BEGIN SOURCE RECORDS

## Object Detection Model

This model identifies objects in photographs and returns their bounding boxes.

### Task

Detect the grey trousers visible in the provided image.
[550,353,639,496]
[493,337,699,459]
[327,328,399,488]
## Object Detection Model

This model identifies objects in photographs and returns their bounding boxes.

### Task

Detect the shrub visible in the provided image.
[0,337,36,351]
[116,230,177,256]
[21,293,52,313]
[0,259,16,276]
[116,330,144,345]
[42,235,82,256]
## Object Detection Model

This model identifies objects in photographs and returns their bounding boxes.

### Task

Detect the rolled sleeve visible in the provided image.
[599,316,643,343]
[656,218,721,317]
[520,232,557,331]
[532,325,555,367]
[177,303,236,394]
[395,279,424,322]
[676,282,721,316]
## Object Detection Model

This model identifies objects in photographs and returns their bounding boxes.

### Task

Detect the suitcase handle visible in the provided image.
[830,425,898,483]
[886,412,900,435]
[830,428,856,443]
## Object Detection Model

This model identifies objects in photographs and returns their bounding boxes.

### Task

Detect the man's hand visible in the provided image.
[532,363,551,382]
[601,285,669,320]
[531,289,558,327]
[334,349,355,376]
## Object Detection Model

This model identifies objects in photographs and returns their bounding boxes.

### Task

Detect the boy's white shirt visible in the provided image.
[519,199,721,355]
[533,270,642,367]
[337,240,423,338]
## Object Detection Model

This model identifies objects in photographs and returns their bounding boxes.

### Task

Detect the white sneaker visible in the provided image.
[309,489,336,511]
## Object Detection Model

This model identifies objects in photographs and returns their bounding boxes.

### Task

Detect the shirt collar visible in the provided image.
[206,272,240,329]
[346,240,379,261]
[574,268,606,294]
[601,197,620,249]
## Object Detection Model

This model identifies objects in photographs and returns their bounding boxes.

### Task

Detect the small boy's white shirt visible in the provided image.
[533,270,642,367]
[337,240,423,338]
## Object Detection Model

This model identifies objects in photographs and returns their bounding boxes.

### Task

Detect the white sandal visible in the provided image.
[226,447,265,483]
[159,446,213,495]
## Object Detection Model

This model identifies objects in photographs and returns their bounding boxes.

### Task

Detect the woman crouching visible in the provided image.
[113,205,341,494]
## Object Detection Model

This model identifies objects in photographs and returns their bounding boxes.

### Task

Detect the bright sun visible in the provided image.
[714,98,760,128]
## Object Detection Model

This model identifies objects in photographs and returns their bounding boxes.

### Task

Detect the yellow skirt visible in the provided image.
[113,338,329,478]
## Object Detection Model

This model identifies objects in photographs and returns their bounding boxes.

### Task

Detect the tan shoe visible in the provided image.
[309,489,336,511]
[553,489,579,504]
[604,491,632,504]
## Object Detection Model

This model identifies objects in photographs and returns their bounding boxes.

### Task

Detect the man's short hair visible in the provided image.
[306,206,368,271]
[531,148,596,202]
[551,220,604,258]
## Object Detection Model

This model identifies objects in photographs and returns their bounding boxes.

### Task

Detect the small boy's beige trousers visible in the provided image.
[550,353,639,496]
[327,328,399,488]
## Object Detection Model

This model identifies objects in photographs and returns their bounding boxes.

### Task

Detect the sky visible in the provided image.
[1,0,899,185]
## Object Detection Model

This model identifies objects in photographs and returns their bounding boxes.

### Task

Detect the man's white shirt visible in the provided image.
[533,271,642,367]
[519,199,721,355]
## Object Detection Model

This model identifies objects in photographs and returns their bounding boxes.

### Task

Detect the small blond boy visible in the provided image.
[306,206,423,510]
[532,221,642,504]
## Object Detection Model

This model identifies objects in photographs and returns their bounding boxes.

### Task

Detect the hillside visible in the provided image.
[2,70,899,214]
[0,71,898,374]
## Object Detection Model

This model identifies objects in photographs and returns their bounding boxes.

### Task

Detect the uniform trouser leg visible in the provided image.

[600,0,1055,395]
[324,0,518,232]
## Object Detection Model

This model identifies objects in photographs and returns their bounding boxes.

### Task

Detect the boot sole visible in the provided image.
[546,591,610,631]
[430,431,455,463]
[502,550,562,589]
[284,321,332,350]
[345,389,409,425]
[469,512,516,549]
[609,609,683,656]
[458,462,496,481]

END SOURCE RECORDS

# DIRECTIONS
Write the data out again. Match it word for word.

# RESULT OF THIS TASK
## Object Detection Model

This model identifies objects in photographs and returns their bounding boxes.

### Task

Detect the grey trousers visible in the provided image.
[550,353,639,496]
[493,337,699,459]
[327,328,399,488]
## Object Detection Model

This model identifies objects in photographs and returns their bounding boxes.

### Task

Detect the shrub visible in the provided image.
[0,337,36,351]
[116,230,177,256]
[21,293,52,313]
[0,259,16,276]
[116,330,144,345]
[42,235,82,256]
## Object Detection Model

This model identifies objects in photographs and returns their bounding boxes.

### Task

Detect the rolled sleeve visible in the provided image.
[599,316,643,343]
[656,218,721,317]
[520,232,557,331]
[532,325,555,367]
[177,303,236,394]
[395,279,424,322]
[676,282,721,316]
## Object Detection Model

This model identifies objects in photographs and returns their bounding boxes.

### Task

Detect the suitcase handle visible in the provided image.
[830,425,898,483]
[886,412,900,435]
[830,428,856,443]
## Object Detection Model

This model identifies objects in photographs and returns their bounding boxes.

### Task

Detect the man's hand visible in the provided image.
[532,363,551,382]
[601,285,669,320]
[531,289,558,327]
[334,349,355,376]
## Object Detection Model

This model identifies objects in photographs and returns their bounding boxes.

### Task

Detect the boy's white shirt visible in the provided image.
[519,199,721,355]
[533,270,642,367]
[337,240,423,338]
## Object Detection Model

This model identifies objects in photographs and returns their bounding boxes.

### Task

Detect the white sneaker visible in the provided image.
[309,489,336,511]
## Object Detection Model

This model identifies objects in photographs and returns their bounding boxes.

### Task

Detect the shirt collar visible in the provided image.
[206,272,240,329]
[346,240,379,261]
[574,268,606,294]
[601,197,620,249]
## Object Detection Model

This model identifies objects in photographs and returns their bounding boxes.

### Task

Detect the small boy's white shirt visible in the provided image.
[533,270,642,367]
[337,240,423,338]
## Object Detection Model

This model identifies objects in photographs and returns their bounding boxes.

### Task

Detect the white sandal visible in the provided image.
[226,447,265,483]
[159,446,213,495]
## Object Detection Model

This model identifies objects in photographs and returns their bounding boxes.

### Task

Detect the woman crouching visible in the provided image.
[113,205,341,494]
## Object Detection Model

This model identifies objects in photographs and returns their bounding boxes.

### Task

Detect the bright sun visible in the provided image.
[714,98,760,128]
## Object Detection Model

This model identifies objects in photographs and returns their bounding boxes.

### Task

Detect the yellow skirt visible in the provided image.
[113,338,329,478]
## Object Detection Model

This model identifies objects in photographs and returns their bounding boxes.

### Task

Detect the tan shoe visible in the provided image.
[309,489,336,511]
[553,489,579,504]
[604,491,632,504]
## Object Detection Model

This model identifies objects in photographs and returns their bounding boxes.

### Task

Detect the man's short hair visible in the provided image.
[306,206,368,271]
[531,148,596,202]
[551,220,604,258]
## Object Detection Model

This model identifies objects in photographs and returns their bounding boxes.

### Task

Detect the small boy's beige trousers visible in the provided image.
[550,353,639,496]
[327,328,399,488]
## Object Detection Model

This model identifies objects in photographs and returns their bounding boxes.

### Task

Detect the sky visible in the provided image.
[1,0,899,185]
## Object Detection Model

This model identifies objects in photographs and returns their bounding boxes.

### Task

Detect the man's white shirt visible in the provided image.
[533,271,642,367]
[519,199,721,355]
## Object Detection Model

This model identifies objects in photographs and returns their bounding boxes.

### Task

Detect the small blond boy visible in the provided image.
[306,206,423,510]
[532,221,642,504]
## Object Detection Model

This model identifies objects in photographs and returns their bounding boxes.

### Task

Detect the hillside visible in the provided image.
[2,70,899,214]
[0,71,898,374]
## Object Detection Model

This model identifies objects in photographs and returns their bounding boxes.

### Task

Detect the uniform trouser leg visible in the provided image.

[600,0,1055,395]
[324,0,518,232]
## Object Detection Model

This model identifies objects in photographs and returns their bounding boxes.

### Task

Detect the boot sole visible in the provided image.
[546,591,610,631]
[430,431,455,463]
[502,550,562,589]
[284,321,332,350]
[345,389,409,425]
[469,512,516,549]
[609,609,683,656]
[458,462,496,481]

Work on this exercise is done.